→ **Set tasks**
A – According to the text passage on bats-file being misread as an npm package, what is the OSV database ID of the malicious npm package with the same name?
B – Extend the text passage on bats-file being misread as an npm package, continuing after its last sentence.

→ **Text passage**
Tools that rely on manifest files to determine package ecosystem (such as software composition analysis tools, vulnerability scanners, and SBOM generators) detect the package.json and incorrectly classify bats-file as an npm package. As a result, it gets matched against npm advisories—specifically, the malicious npm package bats-file (MAL-2022-1471) listed in the OSV database.
This leads to false malware/vulnerability detections in environments where Helm plugins or other tools indirectly reference this repository.
Impact
Security scanners misidentify bats-file as an npm dependency.
It is incorrectly associated with the malicious npm package of the same name.
Produces false-positive malware alerts during CI/CD and container scanning.
Downstream tools (e.g., Helm Secrets plugin) trigger alerts simply by referencing this repo.
Why This Happens
The repository includes a package.json, but:
It is not published to npm.

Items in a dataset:
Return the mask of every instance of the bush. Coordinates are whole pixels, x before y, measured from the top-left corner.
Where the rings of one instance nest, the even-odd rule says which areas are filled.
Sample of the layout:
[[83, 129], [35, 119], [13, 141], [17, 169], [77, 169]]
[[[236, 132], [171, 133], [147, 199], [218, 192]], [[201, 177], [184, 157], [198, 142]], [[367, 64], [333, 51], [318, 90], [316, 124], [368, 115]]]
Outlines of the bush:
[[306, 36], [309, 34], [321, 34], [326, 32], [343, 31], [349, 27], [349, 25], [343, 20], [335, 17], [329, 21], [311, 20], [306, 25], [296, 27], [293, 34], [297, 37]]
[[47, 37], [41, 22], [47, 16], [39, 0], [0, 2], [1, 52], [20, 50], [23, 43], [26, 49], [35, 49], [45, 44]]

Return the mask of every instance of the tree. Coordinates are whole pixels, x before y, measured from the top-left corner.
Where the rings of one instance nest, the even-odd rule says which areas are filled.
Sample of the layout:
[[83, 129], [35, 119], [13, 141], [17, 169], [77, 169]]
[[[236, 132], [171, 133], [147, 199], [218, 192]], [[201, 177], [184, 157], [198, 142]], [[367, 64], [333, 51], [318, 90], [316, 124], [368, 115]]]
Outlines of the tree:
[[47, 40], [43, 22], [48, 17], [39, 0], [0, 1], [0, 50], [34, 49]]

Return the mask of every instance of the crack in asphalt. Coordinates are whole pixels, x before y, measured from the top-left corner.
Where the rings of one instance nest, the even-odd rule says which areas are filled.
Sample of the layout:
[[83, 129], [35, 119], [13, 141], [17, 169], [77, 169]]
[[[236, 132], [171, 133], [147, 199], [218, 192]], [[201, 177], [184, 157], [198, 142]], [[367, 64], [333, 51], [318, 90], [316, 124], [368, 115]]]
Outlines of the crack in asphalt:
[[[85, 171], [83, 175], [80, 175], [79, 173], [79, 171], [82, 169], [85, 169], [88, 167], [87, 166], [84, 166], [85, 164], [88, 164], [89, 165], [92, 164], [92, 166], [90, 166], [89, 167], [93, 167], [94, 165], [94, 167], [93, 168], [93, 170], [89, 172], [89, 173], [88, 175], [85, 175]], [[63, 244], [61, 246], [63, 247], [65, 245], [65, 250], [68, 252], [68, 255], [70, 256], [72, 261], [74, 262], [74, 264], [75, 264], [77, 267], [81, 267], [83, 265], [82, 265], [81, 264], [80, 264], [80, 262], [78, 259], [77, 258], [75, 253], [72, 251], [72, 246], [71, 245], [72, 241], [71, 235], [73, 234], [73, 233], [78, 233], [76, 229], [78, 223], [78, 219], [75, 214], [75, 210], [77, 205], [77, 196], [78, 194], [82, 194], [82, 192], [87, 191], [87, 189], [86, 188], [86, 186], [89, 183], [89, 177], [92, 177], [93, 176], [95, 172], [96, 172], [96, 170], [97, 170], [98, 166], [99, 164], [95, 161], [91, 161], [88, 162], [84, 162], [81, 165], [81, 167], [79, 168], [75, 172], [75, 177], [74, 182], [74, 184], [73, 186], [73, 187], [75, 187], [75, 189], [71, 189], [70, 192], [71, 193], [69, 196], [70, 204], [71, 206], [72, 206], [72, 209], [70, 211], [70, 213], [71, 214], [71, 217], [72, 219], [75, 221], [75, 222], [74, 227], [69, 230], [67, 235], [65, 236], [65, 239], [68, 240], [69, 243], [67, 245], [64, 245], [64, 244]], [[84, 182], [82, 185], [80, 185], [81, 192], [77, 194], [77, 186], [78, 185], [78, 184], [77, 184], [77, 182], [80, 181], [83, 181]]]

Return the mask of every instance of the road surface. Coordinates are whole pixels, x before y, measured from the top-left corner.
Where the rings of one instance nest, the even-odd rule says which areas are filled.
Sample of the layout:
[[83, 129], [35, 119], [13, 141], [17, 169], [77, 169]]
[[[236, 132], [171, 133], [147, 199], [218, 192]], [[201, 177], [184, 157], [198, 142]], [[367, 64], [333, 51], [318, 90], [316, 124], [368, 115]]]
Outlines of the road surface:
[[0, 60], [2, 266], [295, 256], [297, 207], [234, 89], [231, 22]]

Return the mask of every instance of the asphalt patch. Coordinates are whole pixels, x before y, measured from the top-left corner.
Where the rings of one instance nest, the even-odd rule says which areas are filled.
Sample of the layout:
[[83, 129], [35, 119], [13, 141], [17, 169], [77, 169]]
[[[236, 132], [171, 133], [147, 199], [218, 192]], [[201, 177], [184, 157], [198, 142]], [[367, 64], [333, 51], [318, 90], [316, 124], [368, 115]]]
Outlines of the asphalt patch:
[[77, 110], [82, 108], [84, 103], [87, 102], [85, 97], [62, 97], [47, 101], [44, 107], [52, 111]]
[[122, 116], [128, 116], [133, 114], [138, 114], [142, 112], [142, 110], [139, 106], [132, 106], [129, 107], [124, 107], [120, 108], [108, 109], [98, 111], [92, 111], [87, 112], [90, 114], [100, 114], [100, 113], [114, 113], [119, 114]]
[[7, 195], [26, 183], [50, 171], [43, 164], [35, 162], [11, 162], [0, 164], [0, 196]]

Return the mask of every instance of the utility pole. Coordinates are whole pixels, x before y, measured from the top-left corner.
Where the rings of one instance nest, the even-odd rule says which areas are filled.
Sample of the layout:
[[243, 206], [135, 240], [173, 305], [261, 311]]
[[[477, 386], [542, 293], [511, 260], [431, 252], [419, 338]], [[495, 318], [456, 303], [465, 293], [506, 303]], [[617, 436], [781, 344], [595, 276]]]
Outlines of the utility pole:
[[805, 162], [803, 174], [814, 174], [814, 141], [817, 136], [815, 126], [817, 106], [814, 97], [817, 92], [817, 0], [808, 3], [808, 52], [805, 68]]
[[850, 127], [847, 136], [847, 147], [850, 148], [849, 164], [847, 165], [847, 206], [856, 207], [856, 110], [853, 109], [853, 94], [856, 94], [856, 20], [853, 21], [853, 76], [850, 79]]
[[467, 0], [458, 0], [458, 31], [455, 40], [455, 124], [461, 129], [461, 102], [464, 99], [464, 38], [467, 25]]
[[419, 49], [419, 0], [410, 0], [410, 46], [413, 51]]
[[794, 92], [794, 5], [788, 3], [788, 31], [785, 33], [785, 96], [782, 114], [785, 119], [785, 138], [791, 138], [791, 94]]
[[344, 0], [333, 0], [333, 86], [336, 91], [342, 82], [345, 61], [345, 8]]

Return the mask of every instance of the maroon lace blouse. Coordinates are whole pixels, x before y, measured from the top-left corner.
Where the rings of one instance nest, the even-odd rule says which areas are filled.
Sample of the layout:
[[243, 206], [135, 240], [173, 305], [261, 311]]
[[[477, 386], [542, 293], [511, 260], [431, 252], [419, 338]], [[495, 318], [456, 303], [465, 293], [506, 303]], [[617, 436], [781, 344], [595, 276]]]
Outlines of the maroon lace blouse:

→ **Expected outputs**
A – MAL-2022-1471

B –
It is not used for JavaScript packaging.
The project itself is shell-based and relies on Bats.
Presence of package.json alone is enough for scanners to treat the repo as an npm package and apply package-based vulnerability matching.
Suggested Fix
One of the following could help prevent misclassification:
Remove the package.json if it is not required.
Replace it with a non-package metadata file (e.g., bats-file.json or .bats-plugin).
Request
Please consider removing or renaming the package.json to avoid downstream tooling confusion and false malware detections.